» STORED DATA
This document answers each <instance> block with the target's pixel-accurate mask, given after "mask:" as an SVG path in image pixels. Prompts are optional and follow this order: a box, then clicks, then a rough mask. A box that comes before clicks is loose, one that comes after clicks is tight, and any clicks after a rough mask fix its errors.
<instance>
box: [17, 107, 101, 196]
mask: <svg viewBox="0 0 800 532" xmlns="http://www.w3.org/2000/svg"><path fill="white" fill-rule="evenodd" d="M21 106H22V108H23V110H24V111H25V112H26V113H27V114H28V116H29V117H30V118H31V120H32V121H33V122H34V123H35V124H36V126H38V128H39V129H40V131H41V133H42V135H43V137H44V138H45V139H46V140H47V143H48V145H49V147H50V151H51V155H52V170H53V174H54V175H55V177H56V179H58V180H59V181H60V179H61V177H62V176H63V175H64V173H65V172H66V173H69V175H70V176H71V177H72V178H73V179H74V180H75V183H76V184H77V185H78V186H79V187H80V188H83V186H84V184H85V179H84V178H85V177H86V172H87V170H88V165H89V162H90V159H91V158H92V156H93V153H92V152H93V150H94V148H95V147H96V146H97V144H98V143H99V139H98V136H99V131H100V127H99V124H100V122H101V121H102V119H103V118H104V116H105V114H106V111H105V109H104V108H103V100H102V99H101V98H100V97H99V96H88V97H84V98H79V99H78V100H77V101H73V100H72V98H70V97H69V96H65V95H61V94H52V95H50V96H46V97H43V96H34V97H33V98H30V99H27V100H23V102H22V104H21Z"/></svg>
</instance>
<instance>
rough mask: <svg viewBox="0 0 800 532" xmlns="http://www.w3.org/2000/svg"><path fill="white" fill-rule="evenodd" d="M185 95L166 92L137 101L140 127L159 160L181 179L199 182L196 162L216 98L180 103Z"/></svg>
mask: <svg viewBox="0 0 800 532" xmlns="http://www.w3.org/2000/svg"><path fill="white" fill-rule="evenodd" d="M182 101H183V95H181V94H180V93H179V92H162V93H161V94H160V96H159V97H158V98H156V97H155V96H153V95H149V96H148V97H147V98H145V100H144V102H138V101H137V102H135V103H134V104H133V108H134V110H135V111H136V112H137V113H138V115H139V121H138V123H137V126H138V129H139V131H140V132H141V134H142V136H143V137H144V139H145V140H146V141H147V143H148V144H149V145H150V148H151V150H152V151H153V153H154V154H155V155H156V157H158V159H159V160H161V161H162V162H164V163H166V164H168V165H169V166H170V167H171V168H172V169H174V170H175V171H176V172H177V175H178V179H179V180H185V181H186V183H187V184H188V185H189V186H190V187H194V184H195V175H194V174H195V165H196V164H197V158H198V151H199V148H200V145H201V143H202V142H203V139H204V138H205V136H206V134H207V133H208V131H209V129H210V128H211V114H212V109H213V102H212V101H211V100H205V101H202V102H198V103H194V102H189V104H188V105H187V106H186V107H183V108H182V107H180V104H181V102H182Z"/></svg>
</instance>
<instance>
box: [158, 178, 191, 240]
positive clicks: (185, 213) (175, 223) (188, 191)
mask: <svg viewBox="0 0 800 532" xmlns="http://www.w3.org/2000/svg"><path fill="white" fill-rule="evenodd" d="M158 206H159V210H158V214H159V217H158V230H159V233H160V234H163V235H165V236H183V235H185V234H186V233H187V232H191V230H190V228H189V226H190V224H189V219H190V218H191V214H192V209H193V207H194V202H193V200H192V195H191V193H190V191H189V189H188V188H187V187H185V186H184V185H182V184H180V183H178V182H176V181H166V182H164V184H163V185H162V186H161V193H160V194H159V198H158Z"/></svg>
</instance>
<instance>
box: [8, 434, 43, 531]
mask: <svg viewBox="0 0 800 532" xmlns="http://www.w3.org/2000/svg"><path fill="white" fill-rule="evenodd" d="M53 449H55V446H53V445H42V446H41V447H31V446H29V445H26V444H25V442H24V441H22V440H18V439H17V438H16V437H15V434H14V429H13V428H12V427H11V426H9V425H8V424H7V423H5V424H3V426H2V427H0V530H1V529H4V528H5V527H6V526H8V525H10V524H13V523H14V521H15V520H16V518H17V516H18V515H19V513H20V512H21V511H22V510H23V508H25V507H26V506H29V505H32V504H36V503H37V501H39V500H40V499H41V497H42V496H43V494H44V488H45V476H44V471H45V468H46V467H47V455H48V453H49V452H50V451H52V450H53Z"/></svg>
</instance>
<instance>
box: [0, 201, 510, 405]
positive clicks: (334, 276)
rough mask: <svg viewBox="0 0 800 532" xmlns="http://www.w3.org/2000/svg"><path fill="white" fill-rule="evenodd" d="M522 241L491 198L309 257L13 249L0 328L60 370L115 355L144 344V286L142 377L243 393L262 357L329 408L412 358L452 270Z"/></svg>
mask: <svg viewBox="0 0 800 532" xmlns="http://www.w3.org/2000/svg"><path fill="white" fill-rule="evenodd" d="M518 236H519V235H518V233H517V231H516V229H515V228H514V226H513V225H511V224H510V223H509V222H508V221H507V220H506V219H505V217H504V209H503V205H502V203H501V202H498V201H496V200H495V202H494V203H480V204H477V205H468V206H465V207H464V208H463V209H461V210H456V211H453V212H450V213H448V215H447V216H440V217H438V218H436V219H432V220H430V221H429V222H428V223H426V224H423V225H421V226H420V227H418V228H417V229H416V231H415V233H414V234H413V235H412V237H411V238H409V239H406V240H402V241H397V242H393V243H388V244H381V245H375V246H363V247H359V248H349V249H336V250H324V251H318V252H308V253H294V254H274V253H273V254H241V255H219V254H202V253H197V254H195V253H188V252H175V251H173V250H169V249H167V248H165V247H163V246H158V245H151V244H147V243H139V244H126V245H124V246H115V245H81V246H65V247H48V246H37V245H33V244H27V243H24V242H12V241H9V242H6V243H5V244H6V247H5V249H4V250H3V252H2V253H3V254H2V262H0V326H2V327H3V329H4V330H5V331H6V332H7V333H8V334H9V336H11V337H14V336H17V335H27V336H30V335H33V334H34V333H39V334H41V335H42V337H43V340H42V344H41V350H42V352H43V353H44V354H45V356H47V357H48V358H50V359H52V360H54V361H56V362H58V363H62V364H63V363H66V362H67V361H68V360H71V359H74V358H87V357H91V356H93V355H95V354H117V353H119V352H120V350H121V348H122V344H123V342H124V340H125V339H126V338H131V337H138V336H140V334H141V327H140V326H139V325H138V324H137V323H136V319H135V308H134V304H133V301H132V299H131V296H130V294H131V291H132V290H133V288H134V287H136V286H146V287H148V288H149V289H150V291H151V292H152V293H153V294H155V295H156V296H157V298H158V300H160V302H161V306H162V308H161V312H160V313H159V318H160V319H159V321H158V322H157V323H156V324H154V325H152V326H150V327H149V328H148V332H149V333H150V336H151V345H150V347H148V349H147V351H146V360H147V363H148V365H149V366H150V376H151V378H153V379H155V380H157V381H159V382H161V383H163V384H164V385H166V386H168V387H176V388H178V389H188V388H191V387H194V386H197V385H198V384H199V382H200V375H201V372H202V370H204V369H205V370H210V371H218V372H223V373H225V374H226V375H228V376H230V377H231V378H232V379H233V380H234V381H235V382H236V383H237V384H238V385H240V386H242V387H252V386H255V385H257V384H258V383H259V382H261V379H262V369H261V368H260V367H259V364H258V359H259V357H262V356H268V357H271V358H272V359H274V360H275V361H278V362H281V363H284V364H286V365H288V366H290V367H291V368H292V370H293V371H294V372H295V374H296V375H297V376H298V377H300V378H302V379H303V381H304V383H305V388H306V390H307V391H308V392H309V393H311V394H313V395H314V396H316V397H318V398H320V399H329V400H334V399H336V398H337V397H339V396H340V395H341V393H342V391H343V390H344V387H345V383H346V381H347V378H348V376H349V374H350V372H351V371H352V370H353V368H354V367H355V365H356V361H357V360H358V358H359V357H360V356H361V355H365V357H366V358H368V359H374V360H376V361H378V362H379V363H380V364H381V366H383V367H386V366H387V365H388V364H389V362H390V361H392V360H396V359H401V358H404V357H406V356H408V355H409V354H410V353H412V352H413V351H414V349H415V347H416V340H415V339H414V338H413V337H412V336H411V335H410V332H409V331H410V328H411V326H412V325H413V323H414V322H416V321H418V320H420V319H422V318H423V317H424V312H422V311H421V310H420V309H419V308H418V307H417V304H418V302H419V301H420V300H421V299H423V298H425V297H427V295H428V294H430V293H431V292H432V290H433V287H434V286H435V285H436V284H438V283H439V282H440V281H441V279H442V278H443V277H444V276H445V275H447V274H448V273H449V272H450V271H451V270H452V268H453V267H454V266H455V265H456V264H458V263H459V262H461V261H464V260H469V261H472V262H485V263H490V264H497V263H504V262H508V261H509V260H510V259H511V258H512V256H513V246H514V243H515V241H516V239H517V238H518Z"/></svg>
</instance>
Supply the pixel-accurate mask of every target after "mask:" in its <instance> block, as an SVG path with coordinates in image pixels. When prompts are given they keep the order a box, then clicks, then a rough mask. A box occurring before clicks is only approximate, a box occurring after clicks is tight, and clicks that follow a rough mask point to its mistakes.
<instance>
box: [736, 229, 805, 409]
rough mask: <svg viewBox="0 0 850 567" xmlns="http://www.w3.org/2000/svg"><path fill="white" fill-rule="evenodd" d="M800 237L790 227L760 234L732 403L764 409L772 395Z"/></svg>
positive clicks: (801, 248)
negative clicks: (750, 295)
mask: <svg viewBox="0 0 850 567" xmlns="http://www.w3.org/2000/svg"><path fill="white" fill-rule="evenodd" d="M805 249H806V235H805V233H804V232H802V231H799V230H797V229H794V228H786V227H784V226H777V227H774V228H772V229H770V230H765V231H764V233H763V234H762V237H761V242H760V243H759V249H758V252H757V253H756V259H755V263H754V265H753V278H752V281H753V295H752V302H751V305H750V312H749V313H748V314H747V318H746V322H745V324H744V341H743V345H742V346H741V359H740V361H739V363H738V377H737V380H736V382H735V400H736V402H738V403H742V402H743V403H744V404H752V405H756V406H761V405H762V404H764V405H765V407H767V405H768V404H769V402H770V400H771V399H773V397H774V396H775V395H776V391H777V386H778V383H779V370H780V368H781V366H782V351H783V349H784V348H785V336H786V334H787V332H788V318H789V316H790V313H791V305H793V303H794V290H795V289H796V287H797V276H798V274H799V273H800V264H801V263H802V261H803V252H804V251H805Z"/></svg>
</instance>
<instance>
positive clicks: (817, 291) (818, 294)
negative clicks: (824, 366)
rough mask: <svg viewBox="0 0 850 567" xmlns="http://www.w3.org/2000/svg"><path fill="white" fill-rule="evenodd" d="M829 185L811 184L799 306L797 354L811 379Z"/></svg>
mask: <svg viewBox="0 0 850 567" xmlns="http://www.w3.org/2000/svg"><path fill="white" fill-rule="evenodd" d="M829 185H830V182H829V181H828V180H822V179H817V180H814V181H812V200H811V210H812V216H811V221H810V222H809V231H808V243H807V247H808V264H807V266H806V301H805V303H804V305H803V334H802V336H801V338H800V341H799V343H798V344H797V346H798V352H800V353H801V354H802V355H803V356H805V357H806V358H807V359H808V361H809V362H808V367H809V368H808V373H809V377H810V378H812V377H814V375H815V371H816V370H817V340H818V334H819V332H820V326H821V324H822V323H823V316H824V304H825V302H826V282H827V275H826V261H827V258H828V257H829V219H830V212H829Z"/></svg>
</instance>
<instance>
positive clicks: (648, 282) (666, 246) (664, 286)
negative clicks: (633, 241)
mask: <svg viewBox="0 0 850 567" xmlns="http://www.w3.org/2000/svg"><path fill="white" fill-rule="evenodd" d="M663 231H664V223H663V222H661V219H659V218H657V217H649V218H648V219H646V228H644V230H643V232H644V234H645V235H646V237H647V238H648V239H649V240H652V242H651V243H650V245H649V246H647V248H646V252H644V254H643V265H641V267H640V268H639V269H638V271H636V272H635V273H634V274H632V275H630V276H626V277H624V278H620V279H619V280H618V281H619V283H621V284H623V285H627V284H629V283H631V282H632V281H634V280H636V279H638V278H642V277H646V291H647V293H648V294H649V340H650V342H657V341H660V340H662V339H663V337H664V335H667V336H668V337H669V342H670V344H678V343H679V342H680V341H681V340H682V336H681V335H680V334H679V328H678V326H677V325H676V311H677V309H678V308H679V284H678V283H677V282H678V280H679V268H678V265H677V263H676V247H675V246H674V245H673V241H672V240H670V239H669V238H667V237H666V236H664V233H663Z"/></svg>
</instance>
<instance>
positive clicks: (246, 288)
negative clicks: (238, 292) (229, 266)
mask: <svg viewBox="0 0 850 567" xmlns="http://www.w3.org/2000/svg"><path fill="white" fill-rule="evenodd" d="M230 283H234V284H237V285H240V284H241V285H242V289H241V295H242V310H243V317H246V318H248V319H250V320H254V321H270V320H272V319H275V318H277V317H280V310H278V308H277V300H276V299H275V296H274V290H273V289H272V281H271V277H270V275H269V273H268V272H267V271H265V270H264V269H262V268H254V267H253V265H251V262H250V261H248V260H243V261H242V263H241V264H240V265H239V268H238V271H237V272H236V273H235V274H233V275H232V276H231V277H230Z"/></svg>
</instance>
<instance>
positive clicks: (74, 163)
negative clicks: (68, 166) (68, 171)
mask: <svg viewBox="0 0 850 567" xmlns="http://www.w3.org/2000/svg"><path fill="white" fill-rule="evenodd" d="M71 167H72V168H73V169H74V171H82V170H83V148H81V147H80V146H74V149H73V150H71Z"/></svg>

» ASSIGNMENT
Locate each line of the records above containing the word "that", and copy every such line in full.

» RESPONSE AREA
This document answers each <instance> block with the target's pixel-accurate mask, given after "mask:" as an SVG path in image pixels. Prompts are optional and follow this order: a box, then clicks, then a rough mask. A box that comes before clicks is loose, one that comes after clicks is tight, and any clicks after a rough mask fix its errors.
Supply the pixel-accurate mask of every target after "mask:" in its <instance> block, as an SVG path with coordinates in image pixels. When prompts are given they keep the order a box, then clicks, then a rough mask. A box occurring before clicks is only approximate, a box occurring after clicks is tight, and clicks that follow a rough mask point to its mistakes.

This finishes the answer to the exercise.